(What this task involves): Check every line of the entries below for the word "fountain". Then give the number of lines that have it, with nothing added.

(Recorded information):
——

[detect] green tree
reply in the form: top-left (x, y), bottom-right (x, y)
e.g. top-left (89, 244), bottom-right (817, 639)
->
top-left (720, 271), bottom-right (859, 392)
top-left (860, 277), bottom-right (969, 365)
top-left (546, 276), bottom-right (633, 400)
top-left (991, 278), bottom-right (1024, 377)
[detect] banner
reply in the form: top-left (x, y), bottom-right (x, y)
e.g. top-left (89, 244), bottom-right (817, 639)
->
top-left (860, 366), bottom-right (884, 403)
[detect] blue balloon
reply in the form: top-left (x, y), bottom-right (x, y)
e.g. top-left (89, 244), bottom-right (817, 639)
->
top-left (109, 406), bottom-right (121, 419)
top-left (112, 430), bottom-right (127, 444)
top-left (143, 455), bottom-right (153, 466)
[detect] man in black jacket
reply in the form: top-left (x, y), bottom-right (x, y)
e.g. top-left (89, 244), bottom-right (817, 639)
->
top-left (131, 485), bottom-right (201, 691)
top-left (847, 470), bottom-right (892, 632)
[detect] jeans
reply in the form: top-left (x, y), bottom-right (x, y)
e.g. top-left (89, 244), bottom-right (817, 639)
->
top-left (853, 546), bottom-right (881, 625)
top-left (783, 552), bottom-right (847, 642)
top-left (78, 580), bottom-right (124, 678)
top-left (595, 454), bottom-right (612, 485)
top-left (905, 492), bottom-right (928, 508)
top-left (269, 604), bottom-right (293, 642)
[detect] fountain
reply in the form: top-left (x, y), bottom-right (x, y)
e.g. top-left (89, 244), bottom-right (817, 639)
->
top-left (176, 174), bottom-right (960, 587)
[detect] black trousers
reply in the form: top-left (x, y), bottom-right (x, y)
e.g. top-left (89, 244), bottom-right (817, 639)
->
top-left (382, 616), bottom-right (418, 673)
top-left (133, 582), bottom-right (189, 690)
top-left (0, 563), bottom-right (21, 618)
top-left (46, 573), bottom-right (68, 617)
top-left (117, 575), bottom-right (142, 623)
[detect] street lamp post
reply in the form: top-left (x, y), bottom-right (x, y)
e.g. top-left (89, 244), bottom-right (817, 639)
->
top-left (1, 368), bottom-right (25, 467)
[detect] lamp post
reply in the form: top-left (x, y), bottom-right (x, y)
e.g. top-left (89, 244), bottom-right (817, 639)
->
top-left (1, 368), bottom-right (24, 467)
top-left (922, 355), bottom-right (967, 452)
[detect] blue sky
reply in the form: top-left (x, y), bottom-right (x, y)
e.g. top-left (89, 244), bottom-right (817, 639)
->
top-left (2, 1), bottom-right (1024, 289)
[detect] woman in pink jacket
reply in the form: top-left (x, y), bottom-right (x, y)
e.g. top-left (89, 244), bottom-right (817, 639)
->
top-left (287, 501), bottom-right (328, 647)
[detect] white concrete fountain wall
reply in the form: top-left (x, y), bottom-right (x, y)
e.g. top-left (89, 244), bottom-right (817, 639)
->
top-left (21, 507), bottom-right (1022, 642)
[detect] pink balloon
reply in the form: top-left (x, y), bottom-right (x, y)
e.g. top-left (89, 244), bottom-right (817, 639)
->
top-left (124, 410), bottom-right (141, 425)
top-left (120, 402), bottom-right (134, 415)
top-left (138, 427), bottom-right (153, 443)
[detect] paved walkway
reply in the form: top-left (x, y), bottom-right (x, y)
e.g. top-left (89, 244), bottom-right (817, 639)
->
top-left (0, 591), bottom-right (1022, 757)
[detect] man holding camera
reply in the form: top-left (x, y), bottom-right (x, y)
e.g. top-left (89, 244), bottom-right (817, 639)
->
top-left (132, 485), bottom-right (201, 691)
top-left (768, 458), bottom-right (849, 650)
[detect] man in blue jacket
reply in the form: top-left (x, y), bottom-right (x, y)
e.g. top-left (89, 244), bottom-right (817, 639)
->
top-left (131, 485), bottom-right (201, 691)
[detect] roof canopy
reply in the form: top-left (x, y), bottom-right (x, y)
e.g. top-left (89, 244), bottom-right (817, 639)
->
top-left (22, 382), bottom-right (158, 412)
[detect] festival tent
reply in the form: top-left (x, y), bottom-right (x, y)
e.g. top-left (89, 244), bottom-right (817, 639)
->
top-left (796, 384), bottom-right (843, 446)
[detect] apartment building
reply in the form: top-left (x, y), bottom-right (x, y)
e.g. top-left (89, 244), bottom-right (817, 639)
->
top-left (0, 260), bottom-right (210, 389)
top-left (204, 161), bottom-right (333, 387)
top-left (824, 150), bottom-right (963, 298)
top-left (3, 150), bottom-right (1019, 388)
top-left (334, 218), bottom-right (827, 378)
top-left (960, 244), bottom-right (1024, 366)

——

(Task answer): 2